▸ WHAT TO WORK ON: Write out exactly the lines below that run from the one containing "Indicate the yellow cable" through the one containing "Indicate the metal pipe", both included, with no other lines.

▸ Referring expression data:
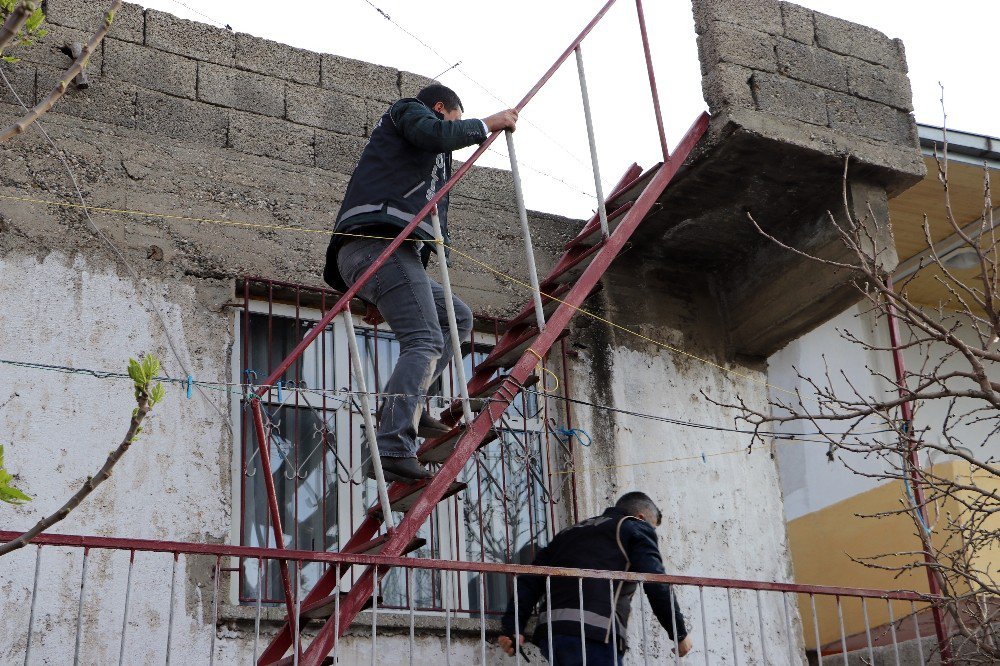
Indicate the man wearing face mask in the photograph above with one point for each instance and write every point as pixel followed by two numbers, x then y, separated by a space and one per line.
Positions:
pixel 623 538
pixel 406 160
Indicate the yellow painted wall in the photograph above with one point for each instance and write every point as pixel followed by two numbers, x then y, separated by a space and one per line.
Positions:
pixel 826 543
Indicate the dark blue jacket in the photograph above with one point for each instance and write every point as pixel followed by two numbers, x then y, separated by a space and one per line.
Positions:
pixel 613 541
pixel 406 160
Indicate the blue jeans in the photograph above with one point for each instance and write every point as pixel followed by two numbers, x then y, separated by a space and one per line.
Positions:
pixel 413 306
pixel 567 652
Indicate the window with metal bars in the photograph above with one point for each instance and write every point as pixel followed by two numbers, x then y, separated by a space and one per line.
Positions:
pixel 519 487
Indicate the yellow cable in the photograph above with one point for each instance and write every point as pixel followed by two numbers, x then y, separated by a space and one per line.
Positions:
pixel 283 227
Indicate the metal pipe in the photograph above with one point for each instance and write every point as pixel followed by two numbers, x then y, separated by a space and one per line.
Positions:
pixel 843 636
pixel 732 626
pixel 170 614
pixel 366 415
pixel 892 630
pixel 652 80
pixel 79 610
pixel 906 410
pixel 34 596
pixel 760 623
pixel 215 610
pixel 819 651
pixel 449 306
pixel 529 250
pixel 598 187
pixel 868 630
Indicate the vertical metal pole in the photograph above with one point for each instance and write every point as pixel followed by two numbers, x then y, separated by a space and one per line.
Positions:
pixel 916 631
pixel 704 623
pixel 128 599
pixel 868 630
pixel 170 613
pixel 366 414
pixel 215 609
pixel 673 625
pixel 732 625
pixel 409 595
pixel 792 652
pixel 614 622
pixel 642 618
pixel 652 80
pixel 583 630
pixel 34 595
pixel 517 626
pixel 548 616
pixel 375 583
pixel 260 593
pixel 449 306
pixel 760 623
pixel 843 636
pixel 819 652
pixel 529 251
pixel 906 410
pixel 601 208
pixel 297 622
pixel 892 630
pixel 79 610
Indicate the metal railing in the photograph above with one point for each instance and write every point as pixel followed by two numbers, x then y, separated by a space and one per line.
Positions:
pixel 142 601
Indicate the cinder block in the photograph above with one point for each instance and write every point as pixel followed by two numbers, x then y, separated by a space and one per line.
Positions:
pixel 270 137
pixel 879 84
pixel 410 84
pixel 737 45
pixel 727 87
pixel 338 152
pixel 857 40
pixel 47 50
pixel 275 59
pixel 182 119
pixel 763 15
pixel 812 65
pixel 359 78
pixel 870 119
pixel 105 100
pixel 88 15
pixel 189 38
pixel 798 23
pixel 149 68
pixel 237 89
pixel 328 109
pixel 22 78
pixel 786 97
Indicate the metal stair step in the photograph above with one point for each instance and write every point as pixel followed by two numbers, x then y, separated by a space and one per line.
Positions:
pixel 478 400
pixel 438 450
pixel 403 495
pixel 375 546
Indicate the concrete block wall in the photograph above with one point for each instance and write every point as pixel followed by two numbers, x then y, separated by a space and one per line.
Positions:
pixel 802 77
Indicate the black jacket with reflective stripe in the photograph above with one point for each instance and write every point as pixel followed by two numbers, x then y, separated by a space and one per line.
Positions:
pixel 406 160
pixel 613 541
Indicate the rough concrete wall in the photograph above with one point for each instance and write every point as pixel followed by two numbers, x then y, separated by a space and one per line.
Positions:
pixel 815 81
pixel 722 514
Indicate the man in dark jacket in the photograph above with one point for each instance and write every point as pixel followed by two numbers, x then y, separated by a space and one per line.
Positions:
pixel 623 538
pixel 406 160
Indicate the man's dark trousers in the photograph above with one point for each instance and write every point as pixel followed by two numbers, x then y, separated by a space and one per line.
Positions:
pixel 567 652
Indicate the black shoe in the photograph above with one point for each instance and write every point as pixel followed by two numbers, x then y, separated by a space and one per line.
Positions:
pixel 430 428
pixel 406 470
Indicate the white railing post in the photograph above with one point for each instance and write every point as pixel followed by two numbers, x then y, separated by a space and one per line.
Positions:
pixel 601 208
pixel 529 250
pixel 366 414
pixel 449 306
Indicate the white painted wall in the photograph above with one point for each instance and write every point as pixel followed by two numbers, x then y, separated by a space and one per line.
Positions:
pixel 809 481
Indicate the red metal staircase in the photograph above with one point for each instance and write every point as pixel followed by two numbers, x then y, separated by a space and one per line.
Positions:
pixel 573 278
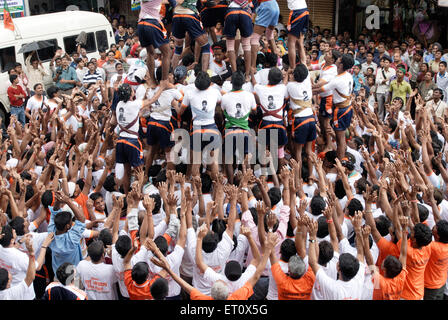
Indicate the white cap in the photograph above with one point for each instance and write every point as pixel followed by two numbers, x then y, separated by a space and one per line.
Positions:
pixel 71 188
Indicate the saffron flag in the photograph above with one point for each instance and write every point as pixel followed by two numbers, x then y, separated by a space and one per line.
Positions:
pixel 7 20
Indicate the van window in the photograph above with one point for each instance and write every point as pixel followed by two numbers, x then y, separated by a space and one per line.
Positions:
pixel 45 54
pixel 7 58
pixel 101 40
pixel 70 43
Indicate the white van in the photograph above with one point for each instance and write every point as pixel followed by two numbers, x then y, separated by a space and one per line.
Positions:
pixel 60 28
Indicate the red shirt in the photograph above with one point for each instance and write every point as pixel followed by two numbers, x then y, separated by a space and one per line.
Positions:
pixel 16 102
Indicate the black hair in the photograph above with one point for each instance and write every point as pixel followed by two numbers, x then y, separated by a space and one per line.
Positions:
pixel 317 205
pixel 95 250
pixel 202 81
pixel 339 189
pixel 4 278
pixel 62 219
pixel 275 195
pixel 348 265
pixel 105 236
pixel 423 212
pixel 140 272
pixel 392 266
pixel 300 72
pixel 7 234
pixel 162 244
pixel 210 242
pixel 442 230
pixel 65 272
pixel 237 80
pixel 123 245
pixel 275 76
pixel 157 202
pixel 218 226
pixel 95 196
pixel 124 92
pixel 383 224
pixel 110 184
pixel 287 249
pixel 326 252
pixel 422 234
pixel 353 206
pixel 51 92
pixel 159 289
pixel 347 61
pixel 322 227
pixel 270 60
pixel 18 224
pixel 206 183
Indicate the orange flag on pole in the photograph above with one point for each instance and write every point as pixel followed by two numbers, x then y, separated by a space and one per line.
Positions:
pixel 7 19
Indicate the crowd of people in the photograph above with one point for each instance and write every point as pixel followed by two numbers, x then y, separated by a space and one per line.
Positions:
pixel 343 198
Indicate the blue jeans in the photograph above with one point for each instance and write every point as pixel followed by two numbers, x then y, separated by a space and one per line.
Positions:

▸ RESULT OF THE TASK:
Indicate the yellow cable in the photograph above with one point for each instance and write every point as pixel followed by two numbers, x then y, separated by a space and one per line.
Positions:
pixel 283 227
Indicate the metal pipe in the photograph above with one point for each instance and write every point as pixel followed by two numbers, x then y, separated by a space and one per line.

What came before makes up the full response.